§ TRECHO DE ORIGEM
Hoje (10), o Banco Central do Brasil (BC) divulgou a versão em português do seu Relatório de Estabilidade Financeira. O Relatório de Estabilidade Financeira (REF) é uma publicação semestral do BC que apresenta o panorama da evolução recente e as perspectivas para a estabilidade financeira no Brasil, com foco nos principais riscos e na resiliência do Sistema Financeiro Nacional (SFN), bem como comunica a visão do Comitê de Estabilidade Financeira (Comef) sobre a política e as medidas para preservação da estabilidade financeira. Em síntese, a publicação ratifica muitas das percepções que temos em relação à indústria bancária. Como resultado, reiteramos nossa visão de que 2023 continuará desafiador para as instituições bancárias, mas que essas instituições brasileiras apresentam condições financeiras robustas, especialmente em relação à qualidade dos ativos, solvência e liquidez.
As principais mensagens do documento são as seguintes (clique aqui para acessar a versão em português do documento):
- Nos últimos meses o sistema financeiro internacional experimentou momentos de estresse relevante. O fechamento de bancos médios nos EUA e questionamentos sobre a saúde financeira de um banco globalmente sistêmico (G-SIB) na Europa trouxeram preocupações sobre a estabilidade financeira nos países avançados, com consequente aumento da aversão global ao risco e impactos sobre os preços de diversos ativos financeiros.
- Apesar dos esforços das autoridades em restaurar a confiança nos sistemas financeiros e evitar o contágio para outras instituições e outras jurisdições, há elevada incerteza sobre os desdobramentos dos eventos recentes.
- As economias centrais mantêm a comunicação de que seus sistemas financeiros continuam resilientes e bem capitalizados, que possuem os instrumentos necessários para atuar ante ameaças à estabilidade financeira, enfatizando o princípio da separação de objetivos e instrumentos na condução das políticas monetária e macroprudencial.
- Diante de maior incerteza para a estabilidade financeira global e de eventos de estresse no sistema bancário, o BC segue monitorando seus riscos. Além do aumento observado da aversão global ao risco e impactos sobre os preços de diversos ativos financeiros, o BC segue acompanhando potenciais e eventuais desdobramentos da crise bancária: perdas não realizadas na marcação a mercado de títulos no balanço de bancos, medidas de suporte à liquidez, garantias a depositantes, particularidades regulatórias de IFs de menor porte e interação entre política monetária e estabilidade financeira.

(Anotações de contorno de objetos)
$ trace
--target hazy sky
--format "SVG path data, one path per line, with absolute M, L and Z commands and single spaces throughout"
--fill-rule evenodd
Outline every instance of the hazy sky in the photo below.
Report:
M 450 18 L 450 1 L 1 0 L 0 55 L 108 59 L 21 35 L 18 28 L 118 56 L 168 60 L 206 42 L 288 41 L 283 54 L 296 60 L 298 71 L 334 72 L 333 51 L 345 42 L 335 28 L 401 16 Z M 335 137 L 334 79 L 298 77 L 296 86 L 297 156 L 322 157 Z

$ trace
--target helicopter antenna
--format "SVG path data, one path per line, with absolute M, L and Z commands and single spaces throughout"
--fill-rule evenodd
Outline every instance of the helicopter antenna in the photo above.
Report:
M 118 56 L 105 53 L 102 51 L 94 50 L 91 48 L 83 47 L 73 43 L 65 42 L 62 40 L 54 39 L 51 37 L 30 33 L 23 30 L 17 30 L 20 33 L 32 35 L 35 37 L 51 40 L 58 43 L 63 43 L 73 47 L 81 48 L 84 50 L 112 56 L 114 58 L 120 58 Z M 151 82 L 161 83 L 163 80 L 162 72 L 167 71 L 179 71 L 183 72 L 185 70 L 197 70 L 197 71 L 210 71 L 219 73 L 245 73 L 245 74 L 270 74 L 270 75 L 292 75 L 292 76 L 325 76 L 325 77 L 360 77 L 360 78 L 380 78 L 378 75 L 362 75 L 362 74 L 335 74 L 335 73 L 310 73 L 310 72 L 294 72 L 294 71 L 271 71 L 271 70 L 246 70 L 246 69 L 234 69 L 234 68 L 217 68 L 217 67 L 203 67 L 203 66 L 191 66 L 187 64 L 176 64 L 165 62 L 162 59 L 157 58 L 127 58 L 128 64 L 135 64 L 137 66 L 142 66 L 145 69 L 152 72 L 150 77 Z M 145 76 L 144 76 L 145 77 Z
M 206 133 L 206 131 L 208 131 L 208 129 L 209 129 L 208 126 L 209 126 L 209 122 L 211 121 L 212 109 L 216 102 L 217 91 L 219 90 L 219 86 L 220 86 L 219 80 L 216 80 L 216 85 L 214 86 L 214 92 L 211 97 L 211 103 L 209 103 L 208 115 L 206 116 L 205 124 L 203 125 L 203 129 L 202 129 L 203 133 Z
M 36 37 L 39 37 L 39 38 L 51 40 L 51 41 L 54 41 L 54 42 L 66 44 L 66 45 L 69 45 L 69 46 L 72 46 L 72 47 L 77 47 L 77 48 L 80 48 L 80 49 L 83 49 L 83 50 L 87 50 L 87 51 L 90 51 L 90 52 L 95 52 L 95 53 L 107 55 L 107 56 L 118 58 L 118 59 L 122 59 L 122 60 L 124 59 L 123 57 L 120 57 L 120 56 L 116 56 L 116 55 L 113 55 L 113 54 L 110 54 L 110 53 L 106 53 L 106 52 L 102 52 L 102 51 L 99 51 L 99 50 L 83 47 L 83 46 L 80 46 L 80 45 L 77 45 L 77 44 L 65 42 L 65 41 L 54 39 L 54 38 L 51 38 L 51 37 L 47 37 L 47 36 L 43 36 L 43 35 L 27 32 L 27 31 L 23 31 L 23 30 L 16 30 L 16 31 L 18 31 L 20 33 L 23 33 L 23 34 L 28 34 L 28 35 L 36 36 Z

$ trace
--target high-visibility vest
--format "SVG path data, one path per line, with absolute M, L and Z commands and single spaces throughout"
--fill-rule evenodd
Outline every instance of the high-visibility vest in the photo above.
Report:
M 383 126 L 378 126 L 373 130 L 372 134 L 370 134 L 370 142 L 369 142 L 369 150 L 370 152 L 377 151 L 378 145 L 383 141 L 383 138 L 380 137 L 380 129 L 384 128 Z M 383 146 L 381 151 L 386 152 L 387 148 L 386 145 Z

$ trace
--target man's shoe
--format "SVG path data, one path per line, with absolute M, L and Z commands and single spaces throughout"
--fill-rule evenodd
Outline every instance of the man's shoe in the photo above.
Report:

§ TAREFAS A REALIZAR
A: Reproduza literalmente a parte do texto sobre o Relatório de Estabilidade Financeira que começa em "- Diante de" e termina em "monetária e estabilidade financeira.".
B: Dê continuidade ao texto sobre o Relatório de Estabilidade Financeira a partir do ponto em que ele termina.

§ RESPOSTAS
A:
- Diante de maior incerteza para a estabilidade financeira global e de eventos de estresse no sistema bancário, o BC segue monitorando seus riscos. Além do aumento observado da aversão global ao risco e impactos sobre os preços de diversos ativos financeiros, o BC segue acompanhando potenciais e eventuais desdobramentos da crise bancária: perdas não realizadas na marcação a mercado de títulos no balanço de bancos, medidas de suporte à liquidez, garantias a depositantes, particularidades regulatórias de IFs de menor porte e interação entre política monetária e estabilidade financeira.

B:
- Cresce a participação de instrumentos sem previsão de resgate antecipado em detrimento de ativos que podem ser resgatados a qualquer momento. A busca por ativos mais rentáveis, em um cenário de taxa Selic mais elevada, indica que os investidores continuaram dispostos a trocar liquidez e menor remuneração por aplicações longas e mais rentáveis, mantendo a tendência apresentada no semestre anterior.
- Os spreads das taxas de captação em relação ao CDI permaneceram estáveis ao longo do segundo semestre de 2022.
- A liquidez de curto prazo do sistema bancário permanece em patamar adequado para manutenção da estabilidade financeira e regular funcionamento do sistema de intermediação.
- O Indicador de Liquidez de Curto Prazo (LCR) agregado do segmento S1 apresentou redução, embora mantenha-se em patamar elevado.
- Em uma outra abordagem – considerando efeitos de cenários de estresse de mercado e corrida bancária –, não se observa alteração relevante nos níveis de liquidez para todo conjunto de IFs individuais.
Crédito
- O crescimento do crédito amplo desacelerou nos diversos mercados de crédito. No crédito bancário às PFs, a desaceleração foi maior em operações de maior risco, como as ligadas aos cartões de crédito.
- No caso das pessoas jurídicas (PJs), a carteira bancária desacelerou marginalmente, mas continuou crescendo em níveis superiores àqueles do período pré-pandêmico.
- O mercado de capitais também passou por redução do ritmo de expansão, mas se manteve como fonte relevante de financiamento, principalmente para as grandes empresas.
- O apetite ao risco das IFs na concessão de crédito às famílias e às empresas de menor porte apresentou redução, porém permanece elevado.
- A materialização de risco deve permanecer elevada no médio prazo, mas critérios mais restritivos nas concessões recentes têm colaborado para arrefecer o crescimento dos ativos problemáticos, principalmente, no crédito às famílias.
PJ
- A situação financeira das empresas ainda permaneceu positiva, mas com sinais de deterioração ao longo do segundo semestre.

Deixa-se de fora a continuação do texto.